Region segmentation data:
____

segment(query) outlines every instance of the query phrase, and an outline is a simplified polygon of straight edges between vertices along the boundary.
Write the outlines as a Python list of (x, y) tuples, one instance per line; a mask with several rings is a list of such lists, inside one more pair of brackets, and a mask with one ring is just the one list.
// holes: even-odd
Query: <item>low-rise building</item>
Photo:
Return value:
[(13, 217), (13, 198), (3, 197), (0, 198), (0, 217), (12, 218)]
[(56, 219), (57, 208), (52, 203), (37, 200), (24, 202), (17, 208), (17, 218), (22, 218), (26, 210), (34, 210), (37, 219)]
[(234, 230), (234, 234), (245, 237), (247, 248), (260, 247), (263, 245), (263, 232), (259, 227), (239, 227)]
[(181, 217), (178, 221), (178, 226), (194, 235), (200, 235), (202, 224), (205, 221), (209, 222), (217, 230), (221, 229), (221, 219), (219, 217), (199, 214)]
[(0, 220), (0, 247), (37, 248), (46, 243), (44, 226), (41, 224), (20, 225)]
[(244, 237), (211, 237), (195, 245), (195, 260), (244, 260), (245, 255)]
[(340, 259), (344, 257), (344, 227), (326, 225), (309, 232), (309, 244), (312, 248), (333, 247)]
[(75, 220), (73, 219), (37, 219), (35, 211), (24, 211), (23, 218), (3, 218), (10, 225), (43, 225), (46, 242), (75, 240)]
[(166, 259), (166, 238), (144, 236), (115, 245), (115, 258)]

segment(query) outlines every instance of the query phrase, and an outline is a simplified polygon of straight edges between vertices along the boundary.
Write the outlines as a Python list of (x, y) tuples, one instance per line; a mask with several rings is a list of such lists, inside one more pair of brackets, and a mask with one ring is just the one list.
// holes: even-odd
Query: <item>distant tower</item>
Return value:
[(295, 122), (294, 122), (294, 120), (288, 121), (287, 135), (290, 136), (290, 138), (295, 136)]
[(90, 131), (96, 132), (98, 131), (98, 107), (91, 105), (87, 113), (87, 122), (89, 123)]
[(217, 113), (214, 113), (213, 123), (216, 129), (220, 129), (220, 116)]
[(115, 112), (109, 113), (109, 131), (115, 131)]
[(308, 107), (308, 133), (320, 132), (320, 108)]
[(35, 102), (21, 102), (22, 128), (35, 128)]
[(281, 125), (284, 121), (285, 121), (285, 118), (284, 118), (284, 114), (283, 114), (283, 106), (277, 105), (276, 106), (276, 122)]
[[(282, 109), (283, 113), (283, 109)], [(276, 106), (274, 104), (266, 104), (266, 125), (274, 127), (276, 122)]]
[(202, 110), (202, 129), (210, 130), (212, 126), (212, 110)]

____

Instructions to follow:
Substitute "Output" for "Return value" everywhere it occurs in the rows above. Write all the rows out again with nothing else changed.

Complete output:
segment(query) outlines every instance of the query phrase, and an outline is a simplified polygon of straight edges between vertices along the boundary.
Write the outlines as a Python list of (x, y) tuples, one instance per line; a mask with several rings is a list of such lists, inside one more pair of brackets, and a mask with one ring is just the one list.
// holes: even-odd
Query: <item>low-rise building</item>
Photo:
Output:
[(13, 217), (13, 198), (3, 197), (0, 198), (0, 217), (12, 218)]
[(56, 219), (57, 208), (52, 203), (37, 200), (24, 202), (17, 208), (17, 218), (22, 218), (26, 210), (34, 210), (37, 219)]
[(234, 230), (234, 234), (245, 237), (247, 248), (260, 247), (263, 245), (263, 232), (259, 227), (239, 227)]
[(181, 217), (178, 221), (178, 226), (194, 235), (200, 235), (202, 224), (205, 221), (209, 222), (217, 230), (221, 229), (221, 219), (219, 217), (199, 214)]
[(0, 220), (0, 247), (37, 248), (46, 243), (44, 226), (41, 224), (20, 225)]
[(244, 237), (211, 237), (195, 245), (195, 260), (244, 260), (245, 255)]
[(340, 259), (344, 257), (344, 227), (326, 225), (309, 232), (309, 244), (312, 248), (333, 247)]
[(75, 220), (73, 219), (37, 219), (35, 211), (24, 211), (23, 218), (3, 218), (10, 225), (43, 225), (46, 242), (75, 240)]
[(166, 259), (166, 238), (144, 236), (115, 245), (115, 258)]

segment(query) outlines every instance of the query phrase, and an outline is a simplified polygon of straight edges between vertices along the boundary.
Write the outlines as a Python list of (x, y) tuples, one instance per line; a mask with several rings is a list of such lists, inside one more pair of brackets, and a mask with one ring is just the one list.
// holes: even-odd
Query: <item>distant tower</item>
Output:
[(295, 122), (294, 122), (294, 120), (288, 121), (287, 135), (290, 136), (290, 138), (295, 136)]
[(90, 131), (96, 132), (98, 131), (98, 107), (91, 105), (87, 113), (87, 122), (89, 123)]
[(217, 113), (214, 113), (213, 123), (216, 129), (220, 129), (220, 116)]
[(115, 112), (109, 113), (109, 131), (115, 131)]
[(308, 107), (308, 133), (320, 132), (320, 108)]
[(35, 102), (21, 102), (22, 128), (35, 128)]
[(281, 125), (284, 121), (285, 121), (285, 118), (284, 118), (284, 114), (283, 114), (283, 106), (277, 105), (276, 106), (276, 122)]
[[(282, 109), (283, 113), (283, 109)], [(276, 106), (274, 104), (266, 104), (266, 125), (274, 127), (276, 122)]]
[(202, 110), (202, 129), (210, 130), (212, 126), (212, 110)]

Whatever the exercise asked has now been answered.